Task requirements:
Please rewrite the lines below, starting with the line that contains "Task: If you could tag each instance of the elephant leg" and going on through the line that contains "<point>186,314</point>", replacing "one point" with "a single point" and leaving everything else unchanged.
>> start
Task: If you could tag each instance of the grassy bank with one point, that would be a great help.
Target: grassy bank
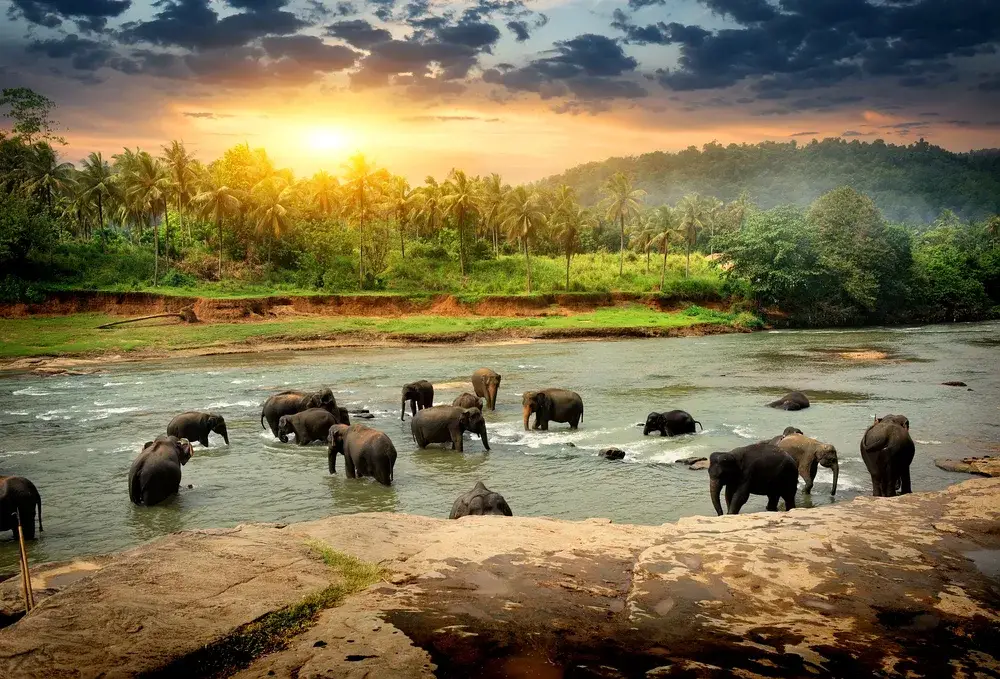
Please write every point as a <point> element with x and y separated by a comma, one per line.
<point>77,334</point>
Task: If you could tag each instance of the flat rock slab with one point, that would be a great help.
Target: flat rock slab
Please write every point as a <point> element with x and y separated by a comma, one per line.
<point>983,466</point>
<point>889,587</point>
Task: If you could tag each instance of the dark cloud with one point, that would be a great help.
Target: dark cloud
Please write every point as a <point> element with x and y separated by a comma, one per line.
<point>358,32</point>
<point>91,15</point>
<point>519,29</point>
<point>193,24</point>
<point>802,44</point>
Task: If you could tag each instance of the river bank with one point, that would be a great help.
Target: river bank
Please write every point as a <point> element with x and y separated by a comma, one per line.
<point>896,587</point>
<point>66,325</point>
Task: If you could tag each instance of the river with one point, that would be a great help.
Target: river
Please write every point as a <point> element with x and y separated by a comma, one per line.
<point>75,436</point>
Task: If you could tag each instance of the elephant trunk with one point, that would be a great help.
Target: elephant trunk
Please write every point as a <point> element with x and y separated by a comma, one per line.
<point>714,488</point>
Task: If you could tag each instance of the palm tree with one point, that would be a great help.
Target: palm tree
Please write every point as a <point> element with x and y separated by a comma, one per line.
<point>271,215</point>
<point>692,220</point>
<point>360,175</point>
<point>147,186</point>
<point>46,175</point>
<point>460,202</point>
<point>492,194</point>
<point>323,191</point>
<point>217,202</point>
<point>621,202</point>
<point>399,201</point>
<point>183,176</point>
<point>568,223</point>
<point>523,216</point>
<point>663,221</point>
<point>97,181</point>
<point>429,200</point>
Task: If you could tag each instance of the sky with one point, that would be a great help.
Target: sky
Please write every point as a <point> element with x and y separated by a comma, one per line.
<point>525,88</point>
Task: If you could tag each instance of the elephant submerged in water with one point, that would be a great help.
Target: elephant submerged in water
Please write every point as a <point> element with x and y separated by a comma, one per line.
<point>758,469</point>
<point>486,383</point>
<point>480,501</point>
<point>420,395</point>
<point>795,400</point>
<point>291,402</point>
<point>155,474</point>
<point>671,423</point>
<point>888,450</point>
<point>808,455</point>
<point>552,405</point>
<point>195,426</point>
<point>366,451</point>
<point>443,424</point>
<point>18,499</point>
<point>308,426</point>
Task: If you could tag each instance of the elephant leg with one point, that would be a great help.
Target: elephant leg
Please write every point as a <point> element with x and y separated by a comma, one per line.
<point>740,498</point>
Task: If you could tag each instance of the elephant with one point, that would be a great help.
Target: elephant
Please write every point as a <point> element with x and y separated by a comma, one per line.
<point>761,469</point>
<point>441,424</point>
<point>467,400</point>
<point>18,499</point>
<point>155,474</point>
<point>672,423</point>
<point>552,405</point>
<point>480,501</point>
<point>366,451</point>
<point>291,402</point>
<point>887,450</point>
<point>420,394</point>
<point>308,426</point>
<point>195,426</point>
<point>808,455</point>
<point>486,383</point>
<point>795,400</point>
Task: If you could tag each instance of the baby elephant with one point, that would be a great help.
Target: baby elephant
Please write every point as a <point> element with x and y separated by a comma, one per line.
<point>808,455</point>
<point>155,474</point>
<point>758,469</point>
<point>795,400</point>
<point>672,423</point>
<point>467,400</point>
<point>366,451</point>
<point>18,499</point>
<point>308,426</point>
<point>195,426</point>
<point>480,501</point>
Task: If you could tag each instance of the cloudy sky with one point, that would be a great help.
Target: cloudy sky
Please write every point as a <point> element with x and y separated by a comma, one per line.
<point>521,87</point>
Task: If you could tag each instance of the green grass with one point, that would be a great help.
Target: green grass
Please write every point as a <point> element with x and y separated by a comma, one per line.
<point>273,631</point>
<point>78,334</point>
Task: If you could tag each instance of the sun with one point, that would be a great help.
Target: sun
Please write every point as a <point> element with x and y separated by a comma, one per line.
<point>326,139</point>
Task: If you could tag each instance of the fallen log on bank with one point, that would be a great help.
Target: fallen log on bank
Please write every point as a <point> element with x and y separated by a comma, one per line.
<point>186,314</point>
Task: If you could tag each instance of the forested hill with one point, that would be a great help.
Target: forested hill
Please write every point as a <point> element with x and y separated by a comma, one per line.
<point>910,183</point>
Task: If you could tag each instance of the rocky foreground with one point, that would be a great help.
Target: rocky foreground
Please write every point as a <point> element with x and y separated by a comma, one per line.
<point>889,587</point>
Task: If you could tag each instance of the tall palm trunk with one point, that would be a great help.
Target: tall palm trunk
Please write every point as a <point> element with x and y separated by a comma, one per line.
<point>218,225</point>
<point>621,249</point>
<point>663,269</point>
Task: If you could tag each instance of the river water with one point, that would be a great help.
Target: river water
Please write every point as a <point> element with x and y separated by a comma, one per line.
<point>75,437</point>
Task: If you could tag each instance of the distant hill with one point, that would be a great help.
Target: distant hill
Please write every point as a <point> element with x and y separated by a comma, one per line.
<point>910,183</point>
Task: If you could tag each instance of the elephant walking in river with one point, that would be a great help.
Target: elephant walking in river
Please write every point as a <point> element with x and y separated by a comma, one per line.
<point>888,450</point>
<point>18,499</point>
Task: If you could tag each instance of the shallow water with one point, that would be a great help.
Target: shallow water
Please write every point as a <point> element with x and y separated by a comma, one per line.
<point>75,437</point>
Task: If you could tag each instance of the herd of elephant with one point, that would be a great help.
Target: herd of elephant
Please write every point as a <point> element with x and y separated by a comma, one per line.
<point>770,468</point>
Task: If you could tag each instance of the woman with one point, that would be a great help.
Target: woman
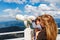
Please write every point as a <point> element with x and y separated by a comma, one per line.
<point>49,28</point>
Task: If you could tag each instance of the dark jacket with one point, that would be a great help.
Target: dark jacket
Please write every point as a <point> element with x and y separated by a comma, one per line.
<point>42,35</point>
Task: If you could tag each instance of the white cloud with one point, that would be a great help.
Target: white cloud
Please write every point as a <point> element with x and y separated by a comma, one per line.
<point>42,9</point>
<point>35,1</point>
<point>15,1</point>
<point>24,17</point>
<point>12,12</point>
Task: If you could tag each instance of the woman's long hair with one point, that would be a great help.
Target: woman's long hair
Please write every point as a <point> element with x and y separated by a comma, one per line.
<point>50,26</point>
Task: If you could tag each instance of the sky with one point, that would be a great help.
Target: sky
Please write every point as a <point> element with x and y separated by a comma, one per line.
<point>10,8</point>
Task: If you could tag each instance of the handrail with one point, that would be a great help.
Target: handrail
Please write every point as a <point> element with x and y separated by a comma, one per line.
>> end
Final result:
Task: If you could tag each instance of the elephant leg with a single point, that would be a great help.
Target: elephant leg
Please write every point as a <point> element with x and y separated by a comma, one per line.
<point>740,498</point>
Task: If you could tag each instance of the elephant with a single point, that would be a great help.
Target: elephant
Please write every point as a <point> element with x and y separated by a comma, one per line.
<point>761,469</point>
<point>441,424</point>
<point>467,400</point>
<point>18,499</point>
<point>155,474</point>
<point>672,423</point>
<point>552,405</point>
<point>480,501</point>
<point>366,451</point>
<point>291,402</point>
<point>887,450</point>
<point>420,394</point>
<point>308,426</point>
<point>195,426</point>
<point>808,455</point>
<point>486,383</point>
<point>795,400</point>
Task: If you could tag each instance of the baby elephant with a single point, that would be a great help.
Target: baby elephant
Please write every point as a <point> element with x and y separated by a comma, one per line.
<point>808,455</point>
<point>155,474</point>
<point>758,469</point>
<point>795,400</point>
<point>672,423</point>
<point>467,400</point>
<point>366,451</point>
<point>18,499</point>
<point>308,426</point>
<point>195,426</point>
<point>480,501</point>
Task: If you could tag each instance of the cloudy sky with a single point, that would be a great help.
Target: cloudy sky
Please write every point as a <point> element with x and y separated by a comma, one per line.
<point>521,87</point>
Task: If you could tag each instance of the green grass with a single point, that would be a great help.
Target: green grass
Please write every point as a <point> element with x and y separated by a comma, one per line.
<point>273,631</point>
<point>78,334</point>
Task: If you could tag each instance of the sun with a single point, that would be a great help.
Target: sun
Please write every point as a <point> element with x and y separated by a comma, one per line.
<point>326,139</point>
Task: If you could tag each instance of the fallen log on bank with a single point, that would be a great help.
Target: fallen log on bank
Please write every point as a <point> element with x and y separated by a comma, one per line.
<point>186,314</point>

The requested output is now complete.